[start]

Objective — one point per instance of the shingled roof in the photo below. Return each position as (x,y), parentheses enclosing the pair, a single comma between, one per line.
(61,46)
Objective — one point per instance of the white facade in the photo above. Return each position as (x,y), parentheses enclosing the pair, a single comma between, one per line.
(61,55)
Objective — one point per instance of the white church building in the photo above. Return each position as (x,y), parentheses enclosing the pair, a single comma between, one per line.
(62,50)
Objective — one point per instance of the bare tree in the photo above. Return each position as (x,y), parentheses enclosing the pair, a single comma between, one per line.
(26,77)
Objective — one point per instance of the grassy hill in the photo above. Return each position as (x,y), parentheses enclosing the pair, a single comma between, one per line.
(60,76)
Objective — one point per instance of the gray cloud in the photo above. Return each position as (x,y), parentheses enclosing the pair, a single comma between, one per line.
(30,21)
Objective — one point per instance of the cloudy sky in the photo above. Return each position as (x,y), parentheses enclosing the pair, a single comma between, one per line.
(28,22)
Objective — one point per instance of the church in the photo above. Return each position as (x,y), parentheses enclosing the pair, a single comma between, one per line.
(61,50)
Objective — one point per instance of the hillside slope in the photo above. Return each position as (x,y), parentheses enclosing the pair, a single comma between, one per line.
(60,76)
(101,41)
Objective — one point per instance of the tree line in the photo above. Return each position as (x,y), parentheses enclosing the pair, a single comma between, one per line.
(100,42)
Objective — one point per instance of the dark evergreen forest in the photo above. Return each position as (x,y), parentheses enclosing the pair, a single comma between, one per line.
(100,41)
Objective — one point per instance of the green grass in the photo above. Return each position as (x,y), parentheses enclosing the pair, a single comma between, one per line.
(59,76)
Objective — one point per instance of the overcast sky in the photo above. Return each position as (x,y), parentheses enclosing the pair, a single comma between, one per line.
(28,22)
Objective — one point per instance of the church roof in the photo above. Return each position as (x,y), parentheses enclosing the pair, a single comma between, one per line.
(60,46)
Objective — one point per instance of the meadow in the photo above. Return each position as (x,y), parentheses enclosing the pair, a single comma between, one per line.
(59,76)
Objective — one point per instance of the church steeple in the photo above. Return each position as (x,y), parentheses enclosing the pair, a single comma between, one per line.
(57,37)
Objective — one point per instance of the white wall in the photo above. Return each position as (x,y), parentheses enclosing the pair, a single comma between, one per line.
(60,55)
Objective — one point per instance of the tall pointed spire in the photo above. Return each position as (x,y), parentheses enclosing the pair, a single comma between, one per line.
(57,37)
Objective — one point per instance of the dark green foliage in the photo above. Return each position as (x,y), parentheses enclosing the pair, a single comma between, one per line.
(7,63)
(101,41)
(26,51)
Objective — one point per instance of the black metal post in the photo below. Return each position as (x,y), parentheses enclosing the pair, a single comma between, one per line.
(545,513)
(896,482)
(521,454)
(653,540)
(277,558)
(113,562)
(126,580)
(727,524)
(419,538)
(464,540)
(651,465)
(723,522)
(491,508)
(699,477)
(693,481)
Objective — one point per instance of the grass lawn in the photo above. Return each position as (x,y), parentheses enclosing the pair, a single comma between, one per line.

[end]

Directions for this task
Reproduce every row above word for word, keeping the same order.

Exercise response
Objective — one point per instance of the shingled roof in the photo below. Return each position as (x,y), parentheses enclosing the pair, a single comma between, one per line.
(61,46)
Objective — one point per instance of the white facade in the photo above. Return each position as (x,y), parentheses enclosing the pair, a single comma between, one per line.
(61,55)
Objective — one point per instance of the white church building in the photo above. Return each position as (x,y), parentheses enclosing the pair, a single comma between, one per line.
(62,50)
Objective — one point per instance of the bare tree in the photo above. Return each position as (x,y), parentheses enclosing the pair, a single comma between, one per line.
(26,77)
Objective — one point per instance of the grassy hill in the photo above. Return each position as (x,y), parentheses enclosing the pair, a single comma between, one per line.
(60,76)
Objective — one point per instance of the gray cloud in the photo above. Return each position as (x,y), parentheses enclosing the pair, a single comma between, one per line.
(30,21)
Objective — one point per instance of the cloudy sky in the photo above. Return each position as (x,y), parentheses enclosing the pair, a single comma between, one per line.
(28,22)
Objective — one point per instance of the church in the photo above. Return each position as (x,y), parentheses enclosing the pair, a single comma between, one per line.
(61,50)
Objective — one point per instance of the hillside slope in the photo above. Return each position as (x,y), parentheses enclosing the pair, a single comma between, one per line.
(60,76)
(101,41)
Objective — one point per instance of the tree line in the photo above. Return each position as (x,y), parentheses enclosing the pair, a single comma between, one per line.
(100,42)
Objective — one point per instance of the dark evergreen forest in the photo above. Return each position as (x,y), parentheses enclosing the pair, a single comma between, one per line.
(100,41)
Objective — one point per instance of the green grass in the photo above. Return each position as (x,y), parentheses enclosing the pair, a single comma between, one per line.
(59,76)
Objective — one point per instance of the overcast sky in the photo above. Return each position as (x,y), parentheses enclosing the pair, a single comma between, one per line.
(28,22)
Objective — one point per instance of the church roof in the photo above. Return each position as (x,y), parentheses enclosing the pair, a single comma between, one per line.
(60,46)
Objective — one point per instance of the meadow in the photo above. Return each position as (x,y), parentheses enclosing the pair, a single comma between, one per line.
(59,76)
Objective — one point per instance of the church steeple in the photo above. Return each position as (x,y), parentheses enclosing the pair, a single comma between, one per line.
(57,37)
Objective — one point per instance of the white wall in the photo above. Return each position as (x,y), parentheses enclosing the pair, a single comma between, one per line.
(60,55)
Objective — one point per instance of the tall pointed spire in the photo above. Return each position as (x,y), parentheses enclosing the pair, a single comma between, one per line.
(57,37)
Objective — one point per instance of the dark green foliage in the photo above. Return each position as (x,y), parentheses enclosing the pair, a single comma between, one per line.
(7,63)
(101,41)
(26,51)
Objective — one point per instance of the black metal post in the photo below. Return each position as (x,y), parentheses enclosing the pair, a single comma between, one per line.
(545,513)
(896,482)
(521,454)
(653,540)
(277,558)
(113,562)
(126,580)
(727,524)
(419,538)
(464,540)
(651,465)
(723,522)
(491,508)
(699,477)
(693,481)
Objective — one point per instance of the grass lawn in the photo above. Return each position as (x,y), parentheses enclosing the pair, a single comma between, one per line.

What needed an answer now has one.